In a unanimous ruling by the Supreme Court in favor of Kokesh, the high court found that disgorgement, as applied by the agency, meets the legal definition of a "penalty," and is therefore subject to the same five-year statute of limitations as civil money penalties.

Wrongdoers benefitting

"In certain cases, Kokesh threatens to severely limit the recovery available to harmed investors," the Enforcement co-directors said before the House panel. "Wrongdoers should not benefit because they succeeded in concealing their misconduct. While we appreciate the need for clear statutes of limitations, we are concerned with an outcome where some investors must shoulder additional losses – and the fraudulent actor is able to keep those ill-gotten gains – because those investors were tricked early in a scheme rather than later."

In Kokesh, they said, Kokesh was found liable of having defrauded his firm’s advisory clients out of approximately $35 million in client funds over many years, but because of the Supreme Court ruling "kept more than 80 percent of the money he stole, and his victims will get no recovery of those funds."

As for the future, Avakian and Peikin said that they are "redoubling our efforts to uncover, investigate and bring cases as quickly as possible. Our enforcement actions have the highest impact, and our litigation efforts are most effective, when we bring cases close in time to the alleged wrong conduct. But no matter how quickly we work, it is likely that Kokesh will have a significant impact on our ability to enforce the federal securities laws and obtain recovery for harmed investors in long-running frauds."

◆ **RAW DATA**
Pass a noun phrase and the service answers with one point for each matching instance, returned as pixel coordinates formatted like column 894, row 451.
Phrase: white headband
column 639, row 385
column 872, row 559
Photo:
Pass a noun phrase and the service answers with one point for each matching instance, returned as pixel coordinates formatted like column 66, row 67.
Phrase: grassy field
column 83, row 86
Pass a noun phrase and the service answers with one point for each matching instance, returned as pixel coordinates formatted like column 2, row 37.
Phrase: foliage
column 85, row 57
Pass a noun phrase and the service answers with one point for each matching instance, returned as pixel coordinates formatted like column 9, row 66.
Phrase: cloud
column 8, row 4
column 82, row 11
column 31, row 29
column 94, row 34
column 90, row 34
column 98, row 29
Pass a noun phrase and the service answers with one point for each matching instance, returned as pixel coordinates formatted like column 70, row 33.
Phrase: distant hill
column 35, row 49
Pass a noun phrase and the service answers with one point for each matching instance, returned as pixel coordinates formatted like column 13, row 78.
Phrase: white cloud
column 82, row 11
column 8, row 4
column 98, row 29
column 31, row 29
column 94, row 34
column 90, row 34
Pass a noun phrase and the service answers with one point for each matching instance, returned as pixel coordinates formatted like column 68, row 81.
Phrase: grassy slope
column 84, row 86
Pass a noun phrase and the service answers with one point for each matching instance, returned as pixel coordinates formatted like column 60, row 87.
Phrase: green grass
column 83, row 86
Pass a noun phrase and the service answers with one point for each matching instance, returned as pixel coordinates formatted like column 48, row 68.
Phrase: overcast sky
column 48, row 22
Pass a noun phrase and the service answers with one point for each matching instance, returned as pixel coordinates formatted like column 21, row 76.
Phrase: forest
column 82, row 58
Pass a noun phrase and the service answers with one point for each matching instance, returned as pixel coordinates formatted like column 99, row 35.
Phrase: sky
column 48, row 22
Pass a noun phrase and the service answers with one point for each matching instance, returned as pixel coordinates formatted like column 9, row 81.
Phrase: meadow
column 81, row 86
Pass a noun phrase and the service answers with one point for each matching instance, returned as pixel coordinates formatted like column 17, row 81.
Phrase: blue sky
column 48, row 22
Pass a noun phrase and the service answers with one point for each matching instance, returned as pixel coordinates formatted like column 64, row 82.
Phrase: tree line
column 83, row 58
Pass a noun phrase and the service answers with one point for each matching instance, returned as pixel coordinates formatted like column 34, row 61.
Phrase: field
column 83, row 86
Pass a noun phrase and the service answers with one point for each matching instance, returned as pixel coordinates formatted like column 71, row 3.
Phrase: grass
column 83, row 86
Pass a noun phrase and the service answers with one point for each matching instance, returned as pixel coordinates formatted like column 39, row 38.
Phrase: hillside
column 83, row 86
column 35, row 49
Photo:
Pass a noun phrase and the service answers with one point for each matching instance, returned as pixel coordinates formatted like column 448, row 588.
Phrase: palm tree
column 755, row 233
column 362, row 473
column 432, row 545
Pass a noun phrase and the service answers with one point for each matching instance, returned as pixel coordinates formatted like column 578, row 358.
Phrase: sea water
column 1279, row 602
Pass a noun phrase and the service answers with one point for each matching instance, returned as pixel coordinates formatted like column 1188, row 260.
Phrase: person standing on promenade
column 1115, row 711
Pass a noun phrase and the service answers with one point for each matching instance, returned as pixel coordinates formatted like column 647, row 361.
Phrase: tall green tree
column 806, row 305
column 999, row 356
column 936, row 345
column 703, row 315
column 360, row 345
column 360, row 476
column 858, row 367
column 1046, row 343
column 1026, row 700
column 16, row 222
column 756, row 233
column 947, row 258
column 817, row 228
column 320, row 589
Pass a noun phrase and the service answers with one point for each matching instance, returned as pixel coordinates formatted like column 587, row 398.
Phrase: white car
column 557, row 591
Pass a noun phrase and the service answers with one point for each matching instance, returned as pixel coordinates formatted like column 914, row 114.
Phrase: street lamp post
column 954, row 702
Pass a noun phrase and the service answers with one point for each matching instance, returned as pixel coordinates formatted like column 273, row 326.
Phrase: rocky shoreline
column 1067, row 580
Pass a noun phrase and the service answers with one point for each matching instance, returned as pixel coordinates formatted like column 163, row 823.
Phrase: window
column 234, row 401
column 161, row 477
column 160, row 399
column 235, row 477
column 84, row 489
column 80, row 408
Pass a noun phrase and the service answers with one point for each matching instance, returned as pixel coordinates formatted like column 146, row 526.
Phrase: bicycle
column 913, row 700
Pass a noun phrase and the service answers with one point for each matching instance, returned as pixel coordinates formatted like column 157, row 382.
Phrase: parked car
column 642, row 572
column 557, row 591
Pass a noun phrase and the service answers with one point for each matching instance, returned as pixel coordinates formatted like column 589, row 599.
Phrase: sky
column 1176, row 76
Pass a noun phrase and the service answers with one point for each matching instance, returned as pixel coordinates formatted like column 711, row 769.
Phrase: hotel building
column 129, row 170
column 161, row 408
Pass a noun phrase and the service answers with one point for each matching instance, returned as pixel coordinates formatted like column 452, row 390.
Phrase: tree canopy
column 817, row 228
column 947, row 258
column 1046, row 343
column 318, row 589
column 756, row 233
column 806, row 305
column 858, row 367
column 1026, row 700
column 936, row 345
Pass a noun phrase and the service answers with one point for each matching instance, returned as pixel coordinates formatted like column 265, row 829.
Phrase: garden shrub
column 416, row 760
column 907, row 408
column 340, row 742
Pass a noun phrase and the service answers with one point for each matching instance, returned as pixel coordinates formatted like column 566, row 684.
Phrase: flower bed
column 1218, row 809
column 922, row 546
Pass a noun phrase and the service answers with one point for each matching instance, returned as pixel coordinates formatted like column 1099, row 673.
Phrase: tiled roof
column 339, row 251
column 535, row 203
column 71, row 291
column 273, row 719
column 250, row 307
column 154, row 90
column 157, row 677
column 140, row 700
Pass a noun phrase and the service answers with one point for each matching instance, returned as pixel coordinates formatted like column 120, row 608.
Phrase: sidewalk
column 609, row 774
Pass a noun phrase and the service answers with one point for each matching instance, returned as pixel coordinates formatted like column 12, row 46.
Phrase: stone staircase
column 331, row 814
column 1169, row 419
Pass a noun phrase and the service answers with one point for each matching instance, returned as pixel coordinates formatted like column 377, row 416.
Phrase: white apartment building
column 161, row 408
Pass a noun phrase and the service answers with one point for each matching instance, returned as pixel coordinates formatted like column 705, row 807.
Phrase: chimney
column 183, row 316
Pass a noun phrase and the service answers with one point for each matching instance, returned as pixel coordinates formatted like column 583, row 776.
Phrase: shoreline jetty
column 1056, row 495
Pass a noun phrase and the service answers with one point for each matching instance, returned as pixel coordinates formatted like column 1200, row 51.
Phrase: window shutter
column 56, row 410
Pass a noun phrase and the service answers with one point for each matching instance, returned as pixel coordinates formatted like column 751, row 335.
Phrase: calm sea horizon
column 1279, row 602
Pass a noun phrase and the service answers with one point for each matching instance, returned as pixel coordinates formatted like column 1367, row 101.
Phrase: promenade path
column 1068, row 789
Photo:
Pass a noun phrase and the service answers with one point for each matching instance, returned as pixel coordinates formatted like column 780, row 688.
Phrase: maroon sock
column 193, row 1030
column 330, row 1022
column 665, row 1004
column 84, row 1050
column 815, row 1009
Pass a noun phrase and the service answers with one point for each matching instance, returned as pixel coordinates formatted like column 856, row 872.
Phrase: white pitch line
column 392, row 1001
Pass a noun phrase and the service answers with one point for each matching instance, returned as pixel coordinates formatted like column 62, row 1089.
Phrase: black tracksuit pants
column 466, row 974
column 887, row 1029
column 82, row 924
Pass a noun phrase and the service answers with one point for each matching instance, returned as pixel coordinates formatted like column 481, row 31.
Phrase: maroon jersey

◆ **BRIEF 1**
In the passage on the Kokesh ruling, roughly how much in client funds was Kokesh found to have defrauded his firm's advisory clients out of?
◆ **BRIEF 2**
Carry on the passage about the Kokesh ruling from its final sentence.

◆ **REPLY 1**
Approximately $35 million.

◆ **REPLY 2**
Cybersecurity

The co-directors told the House panel that the Division "formalized" its work in cybersecurity in FY 2017 with the creation of a cyber unit, which they said "demonstrates the priority that we place on combatting cyber-related threats to investors and our markets." It is the first new unit created in the Division since specialized units were first formed in 2010.

The cyber unit, they said, focuses its efforts on the following key areas:

  • Market manipulation schemes involving false information spread through electronic and social media;
  • Hacking to obtain material nonpublic information, and trading on that information;
  • Violations involving distributed ledger technology and initial coin offerings (ICOs);
  • Misconduct perpetrated using the dark web;
  • Intrusions into online retail brokerage accounts; and
  • Cyber-related threats to trading platforms and other critical market infrastructure.

"Cyber-related matters are an area where we have sought to utilize the full range of tools and remedies available to the Commission," Avakian and Peikin said. "Our work in this field reflects a careful balancing of the need to protect investors from risks inherent in new technologies against the need to allow innovation to take place."

But is it enough? "Real cyber-related violations involve using deeply embedded software code in proprietary systems – like order entry systems, order matching and reporting systems, trading systems – to engage in autonomous theft that never leaves a trace," said Frumento. "The types of cyber-crimes I worry about are those in which a large firm’s systems or even the public trading platforms are rigged to steal fractions of a point of value from many customers, or from few customers on very large trades, such that the loss to any one customer is too small to notice, but profits reaped in the aggregate are huge and hiding in plain sight."

"It is all well and good to worry about Russian or Chinese hackers engaging is such activity, but I think the reality will end up being much simpler," he said. "Like most bank heists in the past, the easiest way to accomplish this will be through an inside job at a major firm. I don’t think the SEC is prepared for those kinds of violations. Nothing in its recent statements suggests otherwise."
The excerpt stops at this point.